[REQUIREMENT]: Copy the material below, swapping each "instance" for "occurrence" and changing nothing else. Leave out the pictures.

[DATA FOR THE TASK]:
--- BEGIN ---

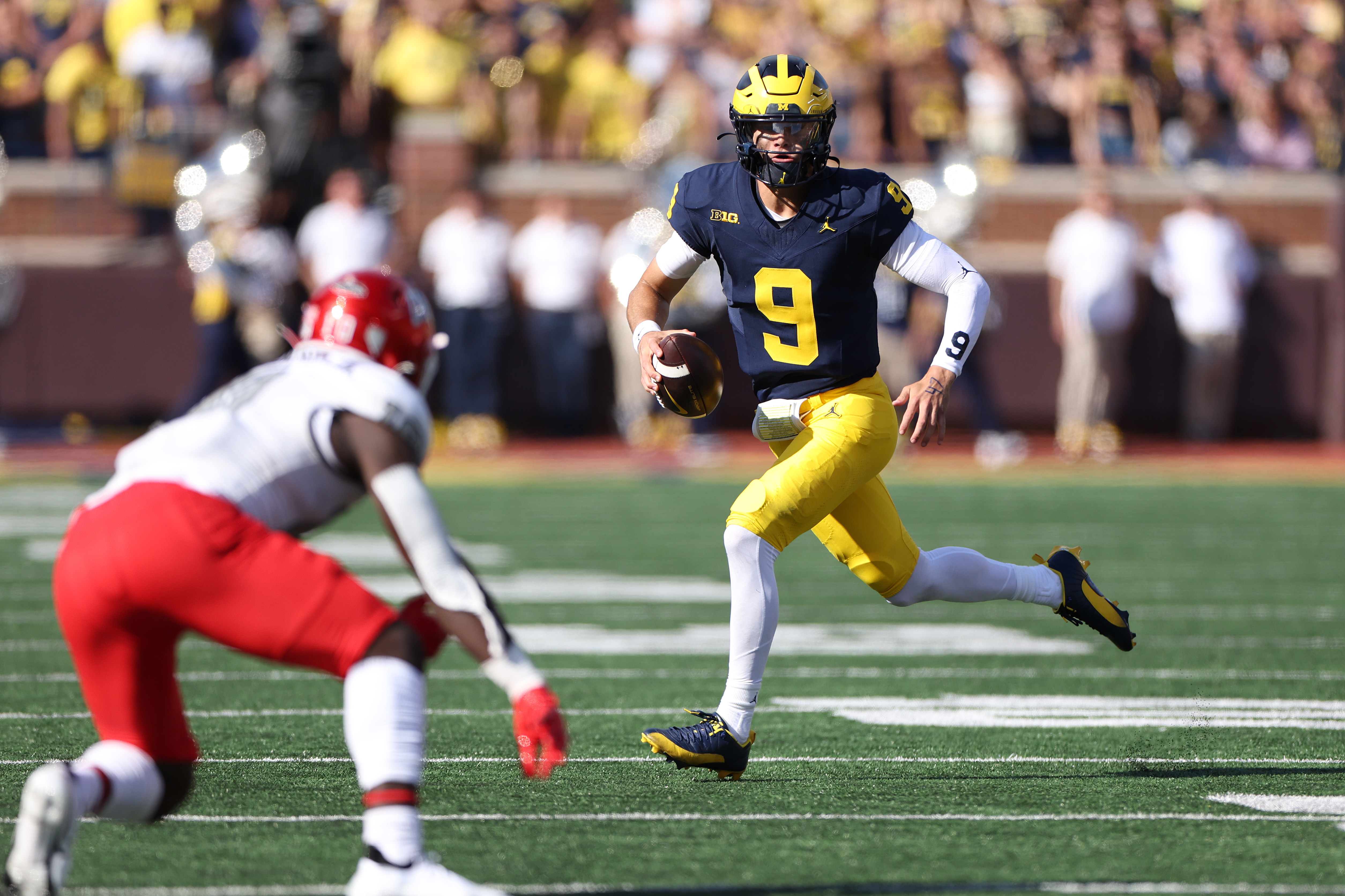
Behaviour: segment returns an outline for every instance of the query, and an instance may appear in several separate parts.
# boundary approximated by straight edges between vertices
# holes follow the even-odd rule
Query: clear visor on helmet
[[[818,137],[818,121],[755,121],[756,148],[767,153],[790,153],[807,149]]]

--- END ---

[FINISHED ANSWER]:
Behaviour: segment returns an outline for every occurrence of the query, and an occurrence may appear in several separate parts.
# boundary approximated by straight edges between vertices
# holes follow the even-odd rule
Query: clear visor on helmet
[[[818,137],[818,121],[755,121],[756,148],[767,153],[790,153],[807,149]]]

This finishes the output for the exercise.